*SOURCE:*
Two of the world’s largest and most important trade union movements are holding their national congresses this week — the AFL-CIO is meeting in Pittsburgh and the Trades Union Congress meets in Liverpool.

Both organizations are making exceptional use of the Internet, with dedicated websites featuring streaming video, integration of social networking tools Twitter, Flickr and Facebook, and more. The TUC takes things a step forward by allowing visitors to the congress website to actually post comments and get involved in the discussion.

*WRITTEN PROBLEM A:*
In the passage on the union congresses, which organization lets visitors to its congress website post comments?
*WRITTEN PROBLEM B:*
Write out the portion of the passage on the union congresses starting with "Two of the world’s" and going on through "meets in Liverpool.".

*ROWS:*
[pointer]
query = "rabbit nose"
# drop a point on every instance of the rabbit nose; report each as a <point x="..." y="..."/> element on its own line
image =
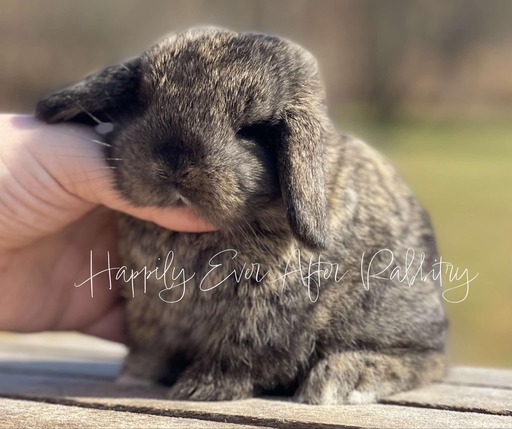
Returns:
<point x="171" y="154"/>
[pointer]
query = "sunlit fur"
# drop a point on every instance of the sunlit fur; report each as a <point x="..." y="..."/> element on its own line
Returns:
<point x="234" y="125"/>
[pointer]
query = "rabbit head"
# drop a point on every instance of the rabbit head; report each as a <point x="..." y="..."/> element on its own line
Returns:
<point x="231" y="124"/>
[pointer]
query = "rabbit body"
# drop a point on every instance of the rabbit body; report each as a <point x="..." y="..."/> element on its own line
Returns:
<point x="296" y="291"/>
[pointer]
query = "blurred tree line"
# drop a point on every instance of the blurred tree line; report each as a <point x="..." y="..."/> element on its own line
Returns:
<point x="437" y="57"/>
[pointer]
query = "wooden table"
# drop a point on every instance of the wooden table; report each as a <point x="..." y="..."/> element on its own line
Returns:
<point x="65" y="381"/>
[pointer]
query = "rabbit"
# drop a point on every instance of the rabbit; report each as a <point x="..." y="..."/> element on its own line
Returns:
<point x="235" y="127"/>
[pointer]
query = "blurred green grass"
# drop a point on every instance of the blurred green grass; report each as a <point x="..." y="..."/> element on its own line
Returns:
<point x="462" y="174"/>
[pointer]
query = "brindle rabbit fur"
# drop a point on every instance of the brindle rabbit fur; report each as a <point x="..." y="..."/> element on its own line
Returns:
<point x="235" y="126"/>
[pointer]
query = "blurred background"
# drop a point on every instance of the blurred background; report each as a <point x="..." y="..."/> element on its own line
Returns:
<point x="427" y="82"/>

*CORRECT ANSWER A:*
The Trades Union Congress (TUC).

*CORRECT ANSWER B:*
Two of the world’s largest and most important trade union movements are holding their national congresses this week — the AFL-CIO is meeting in Pittsburgh and the Trades Union Congress meets in Liverpool.